依頼内容 >> 抽出テキストの本文に、具体的な種類名で出てくる樹木をすべて挙げてください。

抽出テキスト >>
*****
A.山歩き/2.山紀行/・・丹沢・熊笹の峰 home


丹沢・熊笹の峰


熊笹の峰のブナの巨木


神ノ川ヒュッテから熊笹の峰・神ノ川渓谷(2011-05-17歩く)
丹沢に新緑でも見に行こうかと思って、昭文社の山と高原地図「丹沢」を眺める。東丹沢はヒルが出るので対象外として、 道志の方に目を向ける。そういえば、神ノ川流域に入ったことがない。地図には神ノ川は「新緑・紅葉美しい」とある。 神ノ川ヒュッテからヤタ尾根を登って、犬越路への林道に出て、広河原廻って戻ってくる計画をたてる。しかし、実際は、 ヤタ尾根の登り口の案内板にあった"丹沢を代表するブナ林"という文言に引かれて熊笹の峰往復をしてしまった。 新緑で時期が良かったせいもあると思うが、そのブナ林の美しさに魅了された。

地図を見て、道志の神ノ川入口から神ノ川ヒュッテへは狭い悪路の林道をしばらく走らねばならないかなと思っていたが、 広く舗装されていて、すんなりと林道の一般車通行の終点神ノ川ヒュッテに着いた。
林道を10分余行くと、ヤタ尾根の登り 口につく。そこに案内板が立ち、"丹沢を代表するブナ林"という思いがけない文言をみつけ、引かれる。またとないブナの新緑の時期、急遽予定を変更して熊笹の峰まで往復することにする。 案内板にあるように、上の林道まで1時間ほど杉の植林地帯を急登する。何も見るべきものはない。枝打ちされて明るいのが救いである。
林道にでて、コンクリート壁面に作られた階段を 上がってゆく。左側は杉林で右側は雑木林の山道を登ってゆく。時々ブナやミズナラも見られるが、 薄暗くてさえない道である。そのうち掘れた山道を急登すようになり、それが終わるとフラットな杉並木の道となって一息つく。しかし、又、杉林の急登がはじまる。やがて、正面山道先の杉の木立の間に ブナの大木のシルエットが見えてくる。また、杉林に残ったブナかな、と思いながら登って行くと、ブナ林に飛び出した。
*****
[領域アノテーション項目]

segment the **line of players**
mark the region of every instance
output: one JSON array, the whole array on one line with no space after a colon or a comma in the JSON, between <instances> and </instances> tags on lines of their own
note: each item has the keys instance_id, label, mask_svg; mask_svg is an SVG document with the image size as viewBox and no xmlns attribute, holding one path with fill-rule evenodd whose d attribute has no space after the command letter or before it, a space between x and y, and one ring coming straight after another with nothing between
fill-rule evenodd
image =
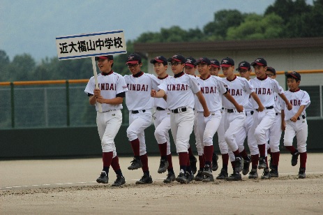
*****
想定解答 >> ブナ、ミズナラ、杉の3種です。